#### TASK DETAILS:
Write out the listing below from the line containing "Indicate the painted" to its last line, unaltered, ends included.

#### DATA SECTION:

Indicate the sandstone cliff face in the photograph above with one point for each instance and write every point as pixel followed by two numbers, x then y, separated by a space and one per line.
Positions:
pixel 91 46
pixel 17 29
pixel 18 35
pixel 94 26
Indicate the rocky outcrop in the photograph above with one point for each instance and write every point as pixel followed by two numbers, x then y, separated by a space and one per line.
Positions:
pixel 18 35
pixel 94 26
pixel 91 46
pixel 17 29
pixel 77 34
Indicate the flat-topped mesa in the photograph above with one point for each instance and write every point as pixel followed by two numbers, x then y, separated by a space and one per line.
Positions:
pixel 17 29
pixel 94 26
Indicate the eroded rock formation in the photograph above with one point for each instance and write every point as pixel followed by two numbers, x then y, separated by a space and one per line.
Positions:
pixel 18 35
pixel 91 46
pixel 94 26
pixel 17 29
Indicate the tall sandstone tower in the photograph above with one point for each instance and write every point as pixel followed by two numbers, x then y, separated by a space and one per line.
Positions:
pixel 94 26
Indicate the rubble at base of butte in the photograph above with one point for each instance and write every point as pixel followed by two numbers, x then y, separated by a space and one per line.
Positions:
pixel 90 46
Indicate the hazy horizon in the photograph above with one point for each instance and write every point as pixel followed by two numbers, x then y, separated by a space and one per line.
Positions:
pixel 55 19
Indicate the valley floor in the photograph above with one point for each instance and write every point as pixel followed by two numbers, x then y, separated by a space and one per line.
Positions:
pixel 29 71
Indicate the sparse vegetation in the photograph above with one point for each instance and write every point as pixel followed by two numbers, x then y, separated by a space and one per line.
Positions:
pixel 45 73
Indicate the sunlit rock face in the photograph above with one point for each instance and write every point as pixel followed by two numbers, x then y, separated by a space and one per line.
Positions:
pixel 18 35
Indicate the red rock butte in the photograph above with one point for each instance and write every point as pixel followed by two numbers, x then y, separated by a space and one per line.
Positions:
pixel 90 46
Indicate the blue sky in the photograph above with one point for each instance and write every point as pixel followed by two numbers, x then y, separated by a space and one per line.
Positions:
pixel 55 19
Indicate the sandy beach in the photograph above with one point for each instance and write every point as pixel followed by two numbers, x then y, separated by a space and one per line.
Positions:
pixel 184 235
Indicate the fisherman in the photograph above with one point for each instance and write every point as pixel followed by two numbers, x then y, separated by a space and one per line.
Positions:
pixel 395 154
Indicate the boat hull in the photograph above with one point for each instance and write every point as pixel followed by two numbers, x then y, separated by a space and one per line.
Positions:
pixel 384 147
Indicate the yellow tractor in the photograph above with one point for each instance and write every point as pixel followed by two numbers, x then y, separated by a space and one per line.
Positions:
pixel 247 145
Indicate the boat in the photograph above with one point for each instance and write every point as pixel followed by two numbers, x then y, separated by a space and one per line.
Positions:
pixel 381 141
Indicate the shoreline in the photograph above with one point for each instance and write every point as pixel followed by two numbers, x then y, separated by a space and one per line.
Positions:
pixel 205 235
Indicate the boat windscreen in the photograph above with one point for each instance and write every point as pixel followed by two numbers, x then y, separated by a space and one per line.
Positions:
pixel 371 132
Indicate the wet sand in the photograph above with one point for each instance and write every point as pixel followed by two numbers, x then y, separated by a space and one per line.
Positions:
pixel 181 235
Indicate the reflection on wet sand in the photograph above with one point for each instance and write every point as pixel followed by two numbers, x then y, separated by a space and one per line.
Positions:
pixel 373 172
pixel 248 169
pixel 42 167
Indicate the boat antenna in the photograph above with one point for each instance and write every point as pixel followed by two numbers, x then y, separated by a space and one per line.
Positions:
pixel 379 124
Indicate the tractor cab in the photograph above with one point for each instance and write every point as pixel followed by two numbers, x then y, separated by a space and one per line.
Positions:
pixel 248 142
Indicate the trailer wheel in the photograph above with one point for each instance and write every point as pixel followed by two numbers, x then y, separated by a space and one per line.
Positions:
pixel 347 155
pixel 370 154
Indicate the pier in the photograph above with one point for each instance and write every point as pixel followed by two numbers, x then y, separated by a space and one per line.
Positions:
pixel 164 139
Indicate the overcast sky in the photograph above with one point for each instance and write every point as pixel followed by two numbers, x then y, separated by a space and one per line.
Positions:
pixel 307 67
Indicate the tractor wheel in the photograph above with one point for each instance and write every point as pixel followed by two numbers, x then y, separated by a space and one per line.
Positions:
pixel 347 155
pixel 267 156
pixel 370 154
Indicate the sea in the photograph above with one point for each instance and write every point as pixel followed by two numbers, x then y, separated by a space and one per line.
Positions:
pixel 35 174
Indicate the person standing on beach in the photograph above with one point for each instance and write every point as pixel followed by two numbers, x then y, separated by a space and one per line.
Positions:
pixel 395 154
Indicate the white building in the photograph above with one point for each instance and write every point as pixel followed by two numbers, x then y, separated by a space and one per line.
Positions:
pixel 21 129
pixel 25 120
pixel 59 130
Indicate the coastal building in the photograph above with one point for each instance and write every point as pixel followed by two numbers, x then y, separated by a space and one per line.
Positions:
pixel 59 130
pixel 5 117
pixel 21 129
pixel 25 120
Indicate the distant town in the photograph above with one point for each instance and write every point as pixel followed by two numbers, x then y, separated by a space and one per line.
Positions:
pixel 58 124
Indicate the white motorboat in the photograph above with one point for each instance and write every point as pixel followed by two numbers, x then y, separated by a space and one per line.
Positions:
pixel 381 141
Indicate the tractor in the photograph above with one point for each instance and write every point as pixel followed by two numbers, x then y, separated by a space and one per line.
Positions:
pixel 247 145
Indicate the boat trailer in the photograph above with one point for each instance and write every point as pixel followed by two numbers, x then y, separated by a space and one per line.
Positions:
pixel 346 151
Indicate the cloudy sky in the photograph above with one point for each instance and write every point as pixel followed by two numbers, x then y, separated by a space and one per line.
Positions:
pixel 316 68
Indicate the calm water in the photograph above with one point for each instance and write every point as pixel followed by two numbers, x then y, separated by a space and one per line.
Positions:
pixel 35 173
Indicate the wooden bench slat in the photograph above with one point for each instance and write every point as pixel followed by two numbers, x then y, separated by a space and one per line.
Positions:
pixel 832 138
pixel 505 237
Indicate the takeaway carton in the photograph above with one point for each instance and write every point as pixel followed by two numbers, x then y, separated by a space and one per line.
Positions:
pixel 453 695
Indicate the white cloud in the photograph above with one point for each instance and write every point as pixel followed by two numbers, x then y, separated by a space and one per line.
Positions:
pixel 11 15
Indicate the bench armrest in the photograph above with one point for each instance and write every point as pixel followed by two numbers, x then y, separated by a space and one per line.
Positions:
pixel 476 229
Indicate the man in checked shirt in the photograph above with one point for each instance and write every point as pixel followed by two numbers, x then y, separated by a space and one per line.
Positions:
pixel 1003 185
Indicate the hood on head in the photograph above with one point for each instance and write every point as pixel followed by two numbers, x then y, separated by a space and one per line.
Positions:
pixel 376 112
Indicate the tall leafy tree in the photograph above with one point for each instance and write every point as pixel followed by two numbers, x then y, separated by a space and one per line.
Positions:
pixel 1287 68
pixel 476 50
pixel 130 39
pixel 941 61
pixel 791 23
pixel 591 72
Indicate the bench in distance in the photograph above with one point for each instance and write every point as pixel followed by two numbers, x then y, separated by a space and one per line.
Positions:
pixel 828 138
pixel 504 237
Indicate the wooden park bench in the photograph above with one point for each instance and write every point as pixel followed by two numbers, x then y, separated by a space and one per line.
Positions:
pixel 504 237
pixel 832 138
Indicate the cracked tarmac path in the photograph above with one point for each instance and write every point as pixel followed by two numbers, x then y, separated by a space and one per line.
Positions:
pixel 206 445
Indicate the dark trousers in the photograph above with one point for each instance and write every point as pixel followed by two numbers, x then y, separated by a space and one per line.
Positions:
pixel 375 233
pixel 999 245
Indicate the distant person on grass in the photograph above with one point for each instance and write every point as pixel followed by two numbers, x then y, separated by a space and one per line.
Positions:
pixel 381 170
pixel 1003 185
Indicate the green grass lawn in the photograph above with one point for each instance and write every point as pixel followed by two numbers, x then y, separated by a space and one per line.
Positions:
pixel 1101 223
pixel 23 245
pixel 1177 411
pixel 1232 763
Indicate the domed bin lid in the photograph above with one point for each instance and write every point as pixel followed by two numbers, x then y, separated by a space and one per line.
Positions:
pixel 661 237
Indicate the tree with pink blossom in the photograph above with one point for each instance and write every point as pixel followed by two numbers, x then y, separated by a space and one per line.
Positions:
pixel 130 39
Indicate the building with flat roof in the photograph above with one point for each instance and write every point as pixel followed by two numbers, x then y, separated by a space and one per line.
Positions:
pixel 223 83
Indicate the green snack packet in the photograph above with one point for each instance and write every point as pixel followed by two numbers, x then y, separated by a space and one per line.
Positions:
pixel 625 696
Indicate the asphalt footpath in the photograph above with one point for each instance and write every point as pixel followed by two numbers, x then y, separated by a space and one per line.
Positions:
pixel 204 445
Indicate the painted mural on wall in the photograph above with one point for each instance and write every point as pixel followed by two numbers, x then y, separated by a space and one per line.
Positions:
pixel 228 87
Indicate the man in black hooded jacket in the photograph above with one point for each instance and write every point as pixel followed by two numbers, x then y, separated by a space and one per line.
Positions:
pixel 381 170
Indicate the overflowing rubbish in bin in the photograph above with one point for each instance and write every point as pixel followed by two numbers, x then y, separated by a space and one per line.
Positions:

#### FINISHED ANSWER:
Indicate the painted mural on wall in the photograph above with one point for each instance and write every point as pixel followed by two numbers, x then y, separated by a space and one per line.
Positions:
pixel 228 87
Indicate the man in black hooded jacket in the photograph above with one point for each instance and write every point as pixel followed by two numbers, x then y, separated by a space and one per line.
Positions:
pixel 381 170
Indicate the overflowing rubbish in bin in the photograph above with one point for each instance and write every point as pixel followed by two numbers, x then y, separated by a space and one per line.
Positions:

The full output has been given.